Extracted data entries
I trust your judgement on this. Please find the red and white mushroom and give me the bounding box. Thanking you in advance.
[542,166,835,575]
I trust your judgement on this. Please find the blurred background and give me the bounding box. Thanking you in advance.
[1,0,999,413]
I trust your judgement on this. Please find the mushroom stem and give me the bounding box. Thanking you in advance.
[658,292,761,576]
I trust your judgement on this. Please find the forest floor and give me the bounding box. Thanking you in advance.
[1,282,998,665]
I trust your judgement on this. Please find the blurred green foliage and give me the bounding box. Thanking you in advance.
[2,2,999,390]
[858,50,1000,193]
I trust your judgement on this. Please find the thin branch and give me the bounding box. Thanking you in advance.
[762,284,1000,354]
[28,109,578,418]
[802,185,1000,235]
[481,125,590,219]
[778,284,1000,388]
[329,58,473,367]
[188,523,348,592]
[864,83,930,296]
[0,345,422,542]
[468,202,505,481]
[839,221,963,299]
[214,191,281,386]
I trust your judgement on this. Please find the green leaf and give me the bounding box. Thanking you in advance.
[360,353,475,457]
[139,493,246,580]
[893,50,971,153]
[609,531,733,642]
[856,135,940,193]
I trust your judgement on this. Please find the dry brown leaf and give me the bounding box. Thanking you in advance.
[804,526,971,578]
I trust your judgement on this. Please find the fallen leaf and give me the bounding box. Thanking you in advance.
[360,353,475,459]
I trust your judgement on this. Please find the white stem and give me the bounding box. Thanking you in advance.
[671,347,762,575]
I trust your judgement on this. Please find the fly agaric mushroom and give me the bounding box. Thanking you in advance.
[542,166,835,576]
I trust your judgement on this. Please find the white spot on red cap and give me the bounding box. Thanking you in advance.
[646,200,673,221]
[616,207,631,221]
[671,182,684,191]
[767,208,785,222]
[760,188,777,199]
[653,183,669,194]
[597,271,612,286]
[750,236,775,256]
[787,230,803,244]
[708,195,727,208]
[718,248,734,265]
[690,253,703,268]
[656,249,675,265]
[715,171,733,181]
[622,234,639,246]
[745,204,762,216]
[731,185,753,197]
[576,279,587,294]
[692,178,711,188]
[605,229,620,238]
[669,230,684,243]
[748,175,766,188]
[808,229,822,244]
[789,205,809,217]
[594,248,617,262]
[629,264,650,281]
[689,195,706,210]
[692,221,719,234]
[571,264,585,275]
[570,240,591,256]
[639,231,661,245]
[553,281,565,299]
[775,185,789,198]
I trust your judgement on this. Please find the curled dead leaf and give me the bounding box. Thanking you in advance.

- **BRIEF**: The records above must each be restated exactly as they stand.

- **RESPONSE TO THIS EXERCISE**:
I trust your judgement on this. Please find the red and white mushroom and give me the bounding box. Thanking you in advance.
[542,166,835,575]
I trust your judgement on this. Please find the blurred background and give me the bounding box. Thanking you in advance.
[1,0,999,413]
I trust your judgement on this. Please find the mushroom stem and give me the bounding box. Thanking you in advance.
[658,292,761,576]
I trust your judgement on this. Please find the forest floor and give me the bounding box. Thanking you in advance.
[1,282,998,665]
I trust your judgement on this. Please find the blurred green foliage and give me the bounding box. Thanking you in advance.
[2,2,999,390]
[858,50,1000,193]
I trust your judgement on this. Please find the thin branch and give me the bounding box. Thanking you in advance.
[762,284,1000,354]
[28,109,578,418]
[802,185,1000,235]
[481,125,590,219]
[778,284,1000,388]
[329,58,473,367]
[188,523,348,592]
[864,83,930,296]
[0,345,422,542]
[468,202,505,481]
[839,221,963,299]
[214,191,281,386]
I trust your judgement on this. Please find the green leaf and give me the bounding box. Thanking you in advance.
[360,353,475,457]
[139,493,246,580]
[893,50,971,153]
[609,531,733,642]
[856,135,940,193]
I trust your judgement on this. Please find the dry brown leaf and give me the bounding box. Thanking you in advance.
[804,526,971,578]
I trust your judgement on this. Please find the fallen leaf and give me the bounding box. Thanking you in advance.
[360,353,475,459]
I trust your judgement on this. Please find the white stem and give me the bounding box. Thanking you in advance.
[671,347,762,575]
I trust your judgement on this. Please find the fly agaric mushroom and give me the bounding box. Thanking you in advance.
[542,166,835,576]
I trust your judgement on this. Please find the white spot on red cap and give me the bounding box. Thanking you in advance.
[646,200,673,221]
[616,207,631,221]
[671,182,684,191]
[767,208,785,222]
[760,188,777,199]
[653,183,669,194]
[597,271,612,286]
[750,236,775,256]
[787,230,803,244]
[708,195,727,208]
[718,248,734,265]
[690,253,703,268]
[656,249,675,265]
[715,171,733,181]
[622,234,639,246]
[745,204,762,216]
[731,185,753,197]
[576,279,587,294]
[692,178,711,188]
[605,229,620,238]
[669,230,684,243]
[748,175,766,188]
[808,229,822,244]
[789,205,809,217]
[594,248,617,262]
[629,264,650,281]
[689,195,706,210]
[692,221,719,234]
[571,264,585,275]
[570,240,591,256]
[639,231,661,245]
[553,281,565,299]
[775,185,789,198]
I trust your judgement on this. Please find the curled dead leaf and give me the bounding box. Thanking you in advance.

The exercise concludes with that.